**CONSEGNE**
a. Dall'articolo su Hamas, ricopia tutto da "Ebbene, questa elementare" giù fino a "che merita considerazione.", sostituendo "processo di pace" con "negoziato di pace".
b. Porta avanti l'articolo sul dialogo con Hamas, scrivendo la parte che segue l'ultima frase riportata.

**TESTO FORNITO**
Perchè Fassino e D’Alema sbagliano su Hamas

16 Luglio 2007

Non conosciamo i sistemi educativi prediletti per la
disciplina dei figli dall’On. Piero Fassino e dai dieci ministri degli esteri
mediterranei – Massimo D’Alema incluso – firmatari di una recente lettera che
propugna il dialogo con Hamas. Nemmeno sappiamo se essi considerino il sistema
penale come uno strumento punitivo, oltre che correttivo, dei comportamenti
antisociali. Ma si può supporre che l’On. Fassino non ritenga che più discolo e
delinquente sia un fanciullo, più si meriti doni e attenzioni da parte dei
genitori. O che almeno apprezzi il fatto che la riduzione della pena per buona
condotta non si da preventivamente all’assassino, ma è frutto di anni di
comportamento che attestano, nei fatti, a un cambiamento. Nelle nostre società
non rimettiamo i criminali in circolazione sperando che si comportino meglio,
senza aver fatto loro prima dimostrare un serio ripensamento dei loro crimini
attraverso un percorso lungo e doloroso, che comporta pena, sanzione, perdita
di libertà e concreta, tangibile dimostrazione di ravvedimento.

Ebbene, questa elementare regola dell’educazione dei figli e
della punizione dei criminali – si premia il comportamento che si vuole
incoraggiare, si punisce quello che si vuole scoraggiare – è stata ribaltata
dall’On. Fassino, che insieme a un coro sempre più numeroso di politici
italiani ed europei vorrebbe vedere Hamas riabilitato nonostante i trascorsi.
Fassino certo non sostiene il dialogo perchè si illude, come fa Sergio Romano,
che Hamas in fondo non è l’organizzazione fondamentalista, fanatica, e
paranoica antisemita che il suo comportamento, i suoi proclami, la sua
dottrina, e la sua strategia affermano. Dice invece che questo passo è
inevitabile, perchè non parlare con Hamas comporta ritardi intollerabili nel
processo di pace e altre sofferenze. Quindi c’è una componente utilitaristica e
strumentale nel ragionamento di Fassino, che merita considerazione.

Il problema è che non si possono separare i due aspetti –
l’essenza di Hamas e le probabilità che un dialogo dia dei frutti. Parlare per
parlare, a che serve, a meno che Fassino non auspichi un ravvedimento di Hamas
come conseguenza del dialogo, e un cambio di rotta nei comportamenti e
nell’ideologia come conseguenza. Se questo è vero insomma, per Fassino il
bagaglio ideologico e i trascorsi violenti di Hamas si ridurrebbero
all’equivalente del comportamento antisociale un bambino trascurato dai
genitori. Una disperata ricerca d’attenzione, insomma.

**DATI FORNITI**
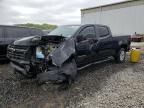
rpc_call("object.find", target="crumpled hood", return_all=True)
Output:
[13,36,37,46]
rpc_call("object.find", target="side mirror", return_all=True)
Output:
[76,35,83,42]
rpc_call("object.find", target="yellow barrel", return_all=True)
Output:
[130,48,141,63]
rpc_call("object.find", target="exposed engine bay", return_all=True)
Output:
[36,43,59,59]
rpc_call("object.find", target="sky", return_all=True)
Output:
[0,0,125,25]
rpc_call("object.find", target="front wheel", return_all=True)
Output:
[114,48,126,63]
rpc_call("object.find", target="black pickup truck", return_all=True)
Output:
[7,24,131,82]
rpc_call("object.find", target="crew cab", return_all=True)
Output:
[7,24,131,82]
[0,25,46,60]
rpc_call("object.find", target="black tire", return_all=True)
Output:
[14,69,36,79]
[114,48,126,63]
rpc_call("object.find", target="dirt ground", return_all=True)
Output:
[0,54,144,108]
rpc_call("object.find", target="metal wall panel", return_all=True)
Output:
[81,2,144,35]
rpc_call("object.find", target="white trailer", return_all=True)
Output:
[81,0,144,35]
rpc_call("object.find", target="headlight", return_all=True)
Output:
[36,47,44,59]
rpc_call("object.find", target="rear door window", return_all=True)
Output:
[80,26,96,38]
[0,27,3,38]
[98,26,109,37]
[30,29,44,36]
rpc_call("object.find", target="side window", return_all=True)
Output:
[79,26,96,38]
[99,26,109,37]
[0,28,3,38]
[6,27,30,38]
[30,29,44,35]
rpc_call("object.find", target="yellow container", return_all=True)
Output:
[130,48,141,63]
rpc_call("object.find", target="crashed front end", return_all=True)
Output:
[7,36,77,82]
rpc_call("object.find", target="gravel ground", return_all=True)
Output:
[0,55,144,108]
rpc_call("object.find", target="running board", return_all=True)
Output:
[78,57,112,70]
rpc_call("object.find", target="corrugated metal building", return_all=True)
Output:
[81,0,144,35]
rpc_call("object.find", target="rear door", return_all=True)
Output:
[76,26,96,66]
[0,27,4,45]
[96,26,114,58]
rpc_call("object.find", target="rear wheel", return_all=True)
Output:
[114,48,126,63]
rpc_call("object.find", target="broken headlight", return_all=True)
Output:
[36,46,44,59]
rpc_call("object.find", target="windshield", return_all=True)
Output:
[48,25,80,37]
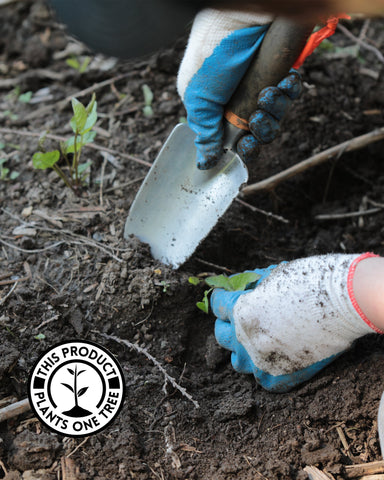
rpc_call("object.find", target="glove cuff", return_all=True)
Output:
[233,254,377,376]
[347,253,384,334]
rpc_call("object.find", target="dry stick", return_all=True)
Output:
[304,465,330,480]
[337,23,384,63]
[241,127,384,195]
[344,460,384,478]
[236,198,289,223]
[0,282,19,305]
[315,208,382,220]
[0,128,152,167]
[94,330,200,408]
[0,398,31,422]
--
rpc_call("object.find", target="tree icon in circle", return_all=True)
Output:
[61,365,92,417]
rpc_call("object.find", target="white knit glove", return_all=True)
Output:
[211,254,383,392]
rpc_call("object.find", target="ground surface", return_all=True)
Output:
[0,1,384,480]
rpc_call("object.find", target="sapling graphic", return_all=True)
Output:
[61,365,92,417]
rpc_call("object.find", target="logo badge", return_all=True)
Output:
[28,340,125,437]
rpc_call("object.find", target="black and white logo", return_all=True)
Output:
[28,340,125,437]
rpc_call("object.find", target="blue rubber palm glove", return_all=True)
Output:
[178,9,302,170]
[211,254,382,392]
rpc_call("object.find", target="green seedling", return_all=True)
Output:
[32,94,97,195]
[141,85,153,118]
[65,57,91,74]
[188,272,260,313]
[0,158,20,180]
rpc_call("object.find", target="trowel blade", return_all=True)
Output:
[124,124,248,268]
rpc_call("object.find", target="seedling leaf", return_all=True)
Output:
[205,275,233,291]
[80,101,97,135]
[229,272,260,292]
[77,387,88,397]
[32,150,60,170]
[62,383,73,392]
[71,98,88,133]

**SOLUZIONI**
a.
Ebbene, questa elementare regola dell’educazione dei figli e
della punizione dei criminali – si premia il comportamento che si vuole
incoraggiare, si punisce quello che si vuole scoraggiare – è stata ribaltata
dall’On. Fassino, che insieme a un coro sempre più numeroso di politici
italiani ed europei vorrebbe vedere Hamas riabilitato nonostante i trascorsi.
Fassino certo non sostiene il dialogo perchè si illude, come fa Sergio Romano,
che Hamas in fondo non è l’organizzazione fondamentalista, fanatica, e
paranoica antisemita che il suo comportamento, i suoi proclami, la sua
dottrina, e la sua strategia affermano. Dice invece che questo passo è
inevitabile, perchè non parlare con Hamas comporta ritardi intollerabili nel
negoziato di pace e altre sofferenze. Quindi c’è una componente utilitaristica e
strumentale nel ragionamento di Fassino, che merita considerazione.

b.
Fassino si aspetta che Hamas s’ingentilisca se gli viene
offerto un riconoscimento, ma in questo ignora o sottovaluta le cause del
radicalismo di Hamas. Da dove si è acquistata questo ruolo così centrale nel
processo politico palestinese dal diventare così irrinunciabile? Dall’aver
conquistato, manu militari, il controllo della Striscia di Gaza, dopo aver
creato una milizia parallela; dall’aver eliminato brutalmente i suoi
oppositori, gettandoli dai tetti delle case e freddandoli con un colpo alla
nuca in strada dopo averli catturati; dall’aver dato ospitalità a cellule di
al-Qaeda e dall’aver accolto il sostegno logistico e finanziario dell’Iran e
della Siria; dall’aver lanciato attacchi contro Israele dalla Striscia di Gaza
senza interruzione negli ultimi due anni, da quando Israele si è ritirata
unilateralmente dalla Striscia. E dall’essere stata la prima organizzazione
palestinese – all’apice del processo di pace – ad esser ricorsa ad attentati
suicidi per impedire il successo di Oslo. Questo comportamento riflette del
resto l’ideologia di Hamas: una visione paranoica del mondo alimentata da
teorie del complotto – non ultimo, il falso dei Protocolli dei Savi di Sion
che la Carta di Hamas cita; un’appartenenza alla Fratellanza Mussulmana che ne
rafforza il sentimento antioccidentale e antisemita; un culto della morte che
ha echi nel passato europeo degli anni trenta e quaranta; un’interpretazione
dell’Islam che esalta la violenza e il martirio; un disprezzo per la vita
umana; e una fede incrollabile nel dovere religioso di distruggere Israele e
nel diritto divino di creare al suo posto uno stato islamico. Di che si può
parlare allora con Hamas?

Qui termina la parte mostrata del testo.